### [PROBLEM TO WORK ON]
Keeping every line intact, print the records that follow.

>>>

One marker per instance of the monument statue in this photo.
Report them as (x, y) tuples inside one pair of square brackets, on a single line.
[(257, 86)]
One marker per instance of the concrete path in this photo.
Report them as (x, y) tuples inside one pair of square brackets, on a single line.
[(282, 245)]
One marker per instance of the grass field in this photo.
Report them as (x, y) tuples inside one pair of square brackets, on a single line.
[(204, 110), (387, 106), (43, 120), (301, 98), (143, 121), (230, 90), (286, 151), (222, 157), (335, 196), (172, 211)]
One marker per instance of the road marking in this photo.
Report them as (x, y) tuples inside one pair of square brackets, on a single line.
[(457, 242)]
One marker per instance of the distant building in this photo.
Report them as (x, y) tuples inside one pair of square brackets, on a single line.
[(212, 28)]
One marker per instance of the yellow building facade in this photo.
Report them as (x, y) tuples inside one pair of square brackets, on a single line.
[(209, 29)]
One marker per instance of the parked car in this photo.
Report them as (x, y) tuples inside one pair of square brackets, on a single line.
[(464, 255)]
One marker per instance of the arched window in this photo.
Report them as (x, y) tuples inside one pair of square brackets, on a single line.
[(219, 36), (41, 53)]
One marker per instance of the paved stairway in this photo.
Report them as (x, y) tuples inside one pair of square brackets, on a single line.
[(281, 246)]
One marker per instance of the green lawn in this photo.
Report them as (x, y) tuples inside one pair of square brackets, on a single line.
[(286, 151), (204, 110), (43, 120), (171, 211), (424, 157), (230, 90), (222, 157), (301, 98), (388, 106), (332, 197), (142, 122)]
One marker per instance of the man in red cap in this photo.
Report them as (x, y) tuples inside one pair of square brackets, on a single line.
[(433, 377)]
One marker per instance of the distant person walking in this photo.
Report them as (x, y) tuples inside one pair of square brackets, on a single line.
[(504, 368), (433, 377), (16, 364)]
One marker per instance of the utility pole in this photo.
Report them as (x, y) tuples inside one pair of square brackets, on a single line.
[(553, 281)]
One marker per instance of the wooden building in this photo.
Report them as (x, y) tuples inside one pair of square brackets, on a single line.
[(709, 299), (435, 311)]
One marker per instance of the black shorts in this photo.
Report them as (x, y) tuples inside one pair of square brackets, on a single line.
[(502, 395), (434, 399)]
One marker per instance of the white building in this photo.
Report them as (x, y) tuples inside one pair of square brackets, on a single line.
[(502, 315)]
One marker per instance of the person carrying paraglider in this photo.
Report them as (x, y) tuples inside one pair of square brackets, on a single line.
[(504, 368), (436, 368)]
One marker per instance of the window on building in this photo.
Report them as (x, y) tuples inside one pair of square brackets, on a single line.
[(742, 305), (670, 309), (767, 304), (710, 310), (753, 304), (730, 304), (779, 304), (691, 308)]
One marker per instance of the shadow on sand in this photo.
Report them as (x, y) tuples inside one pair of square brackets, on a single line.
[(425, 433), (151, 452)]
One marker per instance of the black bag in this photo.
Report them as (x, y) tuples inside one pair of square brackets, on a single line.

<<<

### [SOLUTION FOR THIS PROBLEM]
One marker per instance of the monument statue in this photo.
Report them as (x, y) tuples inside one pair of square brackets, on a single line.
[(257, 86)]
One marker per instance of the concrete path in this photo.
Report them as (x, y) tuples inside one pair of square brackets, on a single line.
[(282, 245)]
One marker per instance of the grass field in this photo.
Report them as (x, y) tuples inside one pair of square brackets, on a single line.
[(204, 110), (387, 106), (43, 120), (301, 98), (143, 121), (230, 90), (286, 151), (222, 157), (335, 196), (172, 211)]
One marker per instance of the road marking in this photo.
Report them as (x, y) tuples inside one pair of square brackets, on a single line.
[(457, 242)]
One marker per instance of the distant building in this photo.
Report them as (x, y) tuples inside one pair of square brackets, on a single line.
[(212, 28)]
One marker per instance of the yellow building facade in this photo.
Report them as (x, y) tuples inside one pair of square brackets, on a single line.
[(209, 29)]
One marker per instance of the parked car in this photo.
Report them as (x, y) tuples inside one pair of square brackets, on a single line.
[(464, 255)]
One marker per instance of the arched window in this photo.
Report them as (x, y) tuples inside one pair of square brackets, on a single line.
[(219, 36), (41, 53)]
One marker per instance of the paved stairway in this photo.
Report them as (x, y) tuples inside one pair of square brackets, on a single line.
[(281, 246)]
One marker per instance of the green lawn in this photo.
Report them as (x, y) tuples inside one pair of square brackets, on a single line.
[(286, 151), (204, 110), (43, 120), (171, 211), (424, 157), (230, 90), (222, 157), (301, 98), (388, 106), (332, 197), (142, 122)]
One marker per instance of the man in red cap in this photo.
Report them as (x, y) tuples inside one pair of square brackets, on a single line.
[(433, 377)]
One marker per instance of the distant person walking in this photo.
Report them as (x, y) tuples inside one pair of square brackets, on a single line.
[(504, 368), (433, 377), (16, 364)]
One marker per instance of the utility pole in this photo.
Report them as (x, y) tuples inside one pair of square brackets, on a single line.
[(553, 281)]
One marker per instance of the wooden building in this photo.
Report them as (x, y) tuples inside one pair of square brackets, on a single line.
[(709, 299), (435, 311)]
One marker per instance of the black shorts in this photo.
Report them as (x, y) tuples inside one pair of square brackets, on a single line.
[(502, 395), (434, 399)]
One marker per instance of the white building in this photo.
Report them as (x, y) tuples inside one pair of square brackets, on a single line.
[(502, 315)]
One marker per instance of the person carrying paraglider in this photo.
Report them as (x, y) tuples inside one pair of square brackets, on a single line.
[(504, 368), (436, 368)]
One marker per instance of the window on building in this photo.
Report them as (x, y) tuples inside one pair of square brackets, on a single line.
[(742, 305), (670, 309), (767, 304), (710, 310), (753, 304), (730, 304), (779, 304), (691, 308)]
One marker per instance of the shadow on sand in this photo.
Report them as (x, y) tuples inside one pair of square brackets, on a single line.
[(425, 433), (151, 452)]
One marker per instance of the black bag in this photo.
Report them as (x, y) tuples inside one pair of square brackets, on a single line.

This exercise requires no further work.